§ Ihre Aufgaben
1. Nennen Sie alle Benutzernamen, die im Forumsthread zum Passwortproblem als Verfasser eines Beitrags erscheinen.
2. Erläutern Sie anhand des Forumsthreads zum Passwortproblem, weshalb Annett das wiederholte Ausloggen auf ein Cookie-Problem zurückführt.
3. Führen Sie den Forumsthread zum Passwortproblem im Anschluss an seine letzte Zeile fort.

:: Textauszug ::

# Neues Passwort



## lambojaeger (9. Nov. 2008)

Hallo,

wie kommt es, daß ich zum wiederholten Mal beim Anklicken der "Hobbyteich-Site" trotz "angemeldet bleiben" -Häckchen nach meinem Passwort gefragt werde und nach der Eingabe dieses Passwort angeblich falsch ist. Einmal vertippen okay, zweimal vielleicht, aber fünfmal?

Bitte gebt mir Nachricht, was es sein könnte.

LG Thomas


----------



## Annett (9. Nov. 2008)

*AW: Neues Passwort*

Hallo Thomas,

ich könnte Dir ein neues PW geben, wenn Du es nicht mehr ganz sicher weißt. Dieses kannst Du hinterher wieder ändern.
Das beschriebene Ausloggen, liegt aber eher an einem Cookie-Problem Deinerseits.
Das Eingeloggt bleiben fkt. nur über einen Cookie.


----------



## robsig12 (9. Nov. 2008)

:::
:: Daten ::

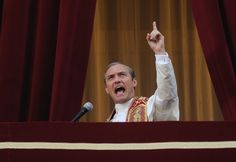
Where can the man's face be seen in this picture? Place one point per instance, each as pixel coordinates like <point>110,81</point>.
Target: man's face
<point>119,83</point>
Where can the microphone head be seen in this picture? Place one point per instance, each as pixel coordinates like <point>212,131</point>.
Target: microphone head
<point>88,106</point>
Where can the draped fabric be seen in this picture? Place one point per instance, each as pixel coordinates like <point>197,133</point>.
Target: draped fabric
<point>119,31</point>
<point>44,49</point>
<point>216,23</point>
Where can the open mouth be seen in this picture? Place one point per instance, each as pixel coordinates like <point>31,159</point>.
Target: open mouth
<point>119,90</point>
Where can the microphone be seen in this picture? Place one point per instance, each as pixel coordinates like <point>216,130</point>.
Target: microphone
<point>88,106</point>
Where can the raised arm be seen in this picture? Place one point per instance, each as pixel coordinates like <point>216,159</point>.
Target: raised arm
<point>164,104</point>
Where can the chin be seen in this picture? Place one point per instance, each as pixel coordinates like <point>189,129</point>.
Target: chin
<point>120,101</point>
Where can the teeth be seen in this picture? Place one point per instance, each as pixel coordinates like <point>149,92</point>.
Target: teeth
<point>119,88</point>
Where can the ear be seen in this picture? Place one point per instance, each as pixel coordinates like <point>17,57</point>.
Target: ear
<point>106,90</point>
<point>135,82</point>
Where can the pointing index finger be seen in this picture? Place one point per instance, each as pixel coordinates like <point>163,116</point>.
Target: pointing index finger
<point>154,25</point>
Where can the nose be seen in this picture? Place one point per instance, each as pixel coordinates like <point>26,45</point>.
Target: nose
<point>117,79</point>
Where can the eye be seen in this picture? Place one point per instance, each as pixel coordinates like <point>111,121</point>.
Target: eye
<point>110,77</point>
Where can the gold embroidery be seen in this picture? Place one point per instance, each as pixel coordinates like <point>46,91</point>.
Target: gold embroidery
<point>138,110</point>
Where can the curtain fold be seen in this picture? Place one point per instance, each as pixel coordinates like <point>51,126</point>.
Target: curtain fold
<point>120,28</point>
<point>44,49</point>
<point>216,24</point>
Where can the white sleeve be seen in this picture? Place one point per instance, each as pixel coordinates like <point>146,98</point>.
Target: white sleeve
<point>164,104</point>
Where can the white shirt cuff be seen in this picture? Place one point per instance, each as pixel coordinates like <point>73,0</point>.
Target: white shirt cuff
<point>162,58</point>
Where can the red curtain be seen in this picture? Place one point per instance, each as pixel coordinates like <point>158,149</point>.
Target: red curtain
<point>44,49</point>
<point>216,23</point>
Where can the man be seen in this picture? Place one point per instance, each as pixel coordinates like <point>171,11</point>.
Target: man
<point>120,84</point>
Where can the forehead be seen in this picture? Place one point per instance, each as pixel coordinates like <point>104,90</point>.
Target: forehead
<point>117,68</point>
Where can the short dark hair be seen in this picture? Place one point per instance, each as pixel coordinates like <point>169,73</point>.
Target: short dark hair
<point>131,71</point>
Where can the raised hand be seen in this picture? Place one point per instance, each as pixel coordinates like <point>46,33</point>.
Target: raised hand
<point>156,40</point>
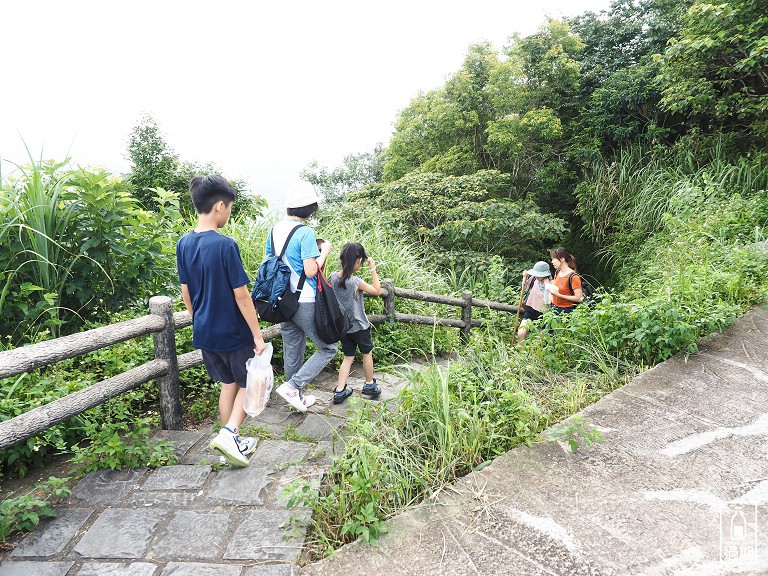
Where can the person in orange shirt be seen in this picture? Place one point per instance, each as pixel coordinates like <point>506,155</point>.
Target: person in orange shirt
<point>563,298</point>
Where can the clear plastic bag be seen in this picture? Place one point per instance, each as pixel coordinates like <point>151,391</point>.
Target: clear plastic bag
<point>258,384</point>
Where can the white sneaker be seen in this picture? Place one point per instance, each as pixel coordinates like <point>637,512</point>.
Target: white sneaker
<point>225,443</point>
<point>247,444</point>
<point>294,397</point>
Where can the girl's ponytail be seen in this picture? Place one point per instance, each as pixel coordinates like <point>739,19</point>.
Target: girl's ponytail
<point>349,255</point>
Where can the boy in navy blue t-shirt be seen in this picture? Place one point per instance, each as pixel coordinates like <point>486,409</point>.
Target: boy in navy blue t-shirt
<point>225,326</point>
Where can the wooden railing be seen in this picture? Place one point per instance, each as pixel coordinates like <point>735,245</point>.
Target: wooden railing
<point>162,323</point>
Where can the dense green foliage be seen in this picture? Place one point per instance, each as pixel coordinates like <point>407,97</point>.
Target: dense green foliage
<point>77,245</point>
<point>638,133</point>
<point>154,165</point>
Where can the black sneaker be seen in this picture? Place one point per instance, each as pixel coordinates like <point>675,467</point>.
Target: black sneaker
<point>371,389</point>
<point>340,395</point>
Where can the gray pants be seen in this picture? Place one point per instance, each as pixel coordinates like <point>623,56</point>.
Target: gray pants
<point>295,333</point>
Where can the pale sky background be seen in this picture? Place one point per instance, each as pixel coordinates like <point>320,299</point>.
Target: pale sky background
<point>259,88</point>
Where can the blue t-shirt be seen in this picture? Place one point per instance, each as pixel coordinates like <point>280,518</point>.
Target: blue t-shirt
<point>209,264</point>
<point>303,245</point>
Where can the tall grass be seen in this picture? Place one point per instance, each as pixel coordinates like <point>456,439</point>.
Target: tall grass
<point>39,217</point>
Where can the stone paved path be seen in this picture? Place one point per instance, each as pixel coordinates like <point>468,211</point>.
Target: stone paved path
<point>190,519</point>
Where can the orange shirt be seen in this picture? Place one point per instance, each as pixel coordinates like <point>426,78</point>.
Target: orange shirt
<point>562,286</point>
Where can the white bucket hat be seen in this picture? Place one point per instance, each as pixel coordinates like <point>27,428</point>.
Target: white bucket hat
<point>540,270</point>
<point>301,194</point>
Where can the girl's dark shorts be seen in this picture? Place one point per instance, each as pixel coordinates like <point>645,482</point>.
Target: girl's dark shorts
<point>531,313</point>
<point>360,339</point>
<point>228,367</point>
<point>561,310</point>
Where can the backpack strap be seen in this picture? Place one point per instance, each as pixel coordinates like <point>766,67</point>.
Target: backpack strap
<point>303,276</point>
<point>529,288</point>
<point>285,246</point>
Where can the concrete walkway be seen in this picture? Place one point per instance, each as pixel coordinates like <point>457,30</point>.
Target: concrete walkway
<point>678,486</point>
<point>195,519</point>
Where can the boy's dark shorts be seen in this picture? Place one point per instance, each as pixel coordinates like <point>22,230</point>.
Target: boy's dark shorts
<point>228,367</point>
<point>360,339</point>
<point>531,313</point>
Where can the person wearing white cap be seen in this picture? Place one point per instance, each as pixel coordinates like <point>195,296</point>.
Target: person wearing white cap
<point>536,296</point>
<point>302,254</point>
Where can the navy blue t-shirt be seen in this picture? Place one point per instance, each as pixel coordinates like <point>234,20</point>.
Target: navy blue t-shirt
<point>209,264</point>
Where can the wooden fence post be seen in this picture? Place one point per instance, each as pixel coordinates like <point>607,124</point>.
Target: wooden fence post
<point>165,349</point>
<point>466,315</point>
<point>389,299</point>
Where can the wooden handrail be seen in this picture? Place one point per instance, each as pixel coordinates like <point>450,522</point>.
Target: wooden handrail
<point>163,323</point>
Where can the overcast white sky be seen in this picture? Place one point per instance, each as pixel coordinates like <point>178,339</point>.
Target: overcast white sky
<point>259,88</point>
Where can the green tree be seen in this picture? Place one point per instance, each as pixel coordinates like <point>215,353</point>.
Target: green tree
<point>717,70</point>
<point>461,220</point>
<point>355,172</point>
<point>444,130</point>
<point>620,92</point>
<point>155,167</point>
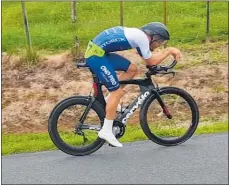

:::

§ Ergebnisse je Aufgabe
1. lambojaeger, Annett, robsig12

2. Nach Annetts Angabe funktioniert das Eingeloggtbleiben nur über einen Cookie. Deshalb vermutet sie, dass das beschriebene Ausloggen eher an einem Cookie-Problem auf Thomas' Seite liegt.

3.
*AW: Neues Passwort*



			
				lambojaeger schrieb:
			
		

> Hallo,
> 
> wie kommt es, daß ich zum wiederholten Mal beim Anklicken der "Hobbyteich-Site" trotz "angemeldet bleiben" -Häckchen nach meinem Passwort gefragt werde und nach der Eingabe dieses Passwort angeblich falsch ist. Einmal vertippen okay, zweimal vielleicht, aber fünfmal?
> 
> ...



Wie lautet den Dein Passwort?




Nein war nur ein Witz, nicht posten....:__ nase


----------



## lambojaeger (10. Nov. 2008)

*AW: Neues Passwort*

Hallo Annett,

danke für deine Antwort. Ich denke, du hast Recht mit dem Einloggen über Cookies. Die wurden nämlich gestern Nachmittag automatisch gelöscht.
Also, alles wieder im Lot. Danke.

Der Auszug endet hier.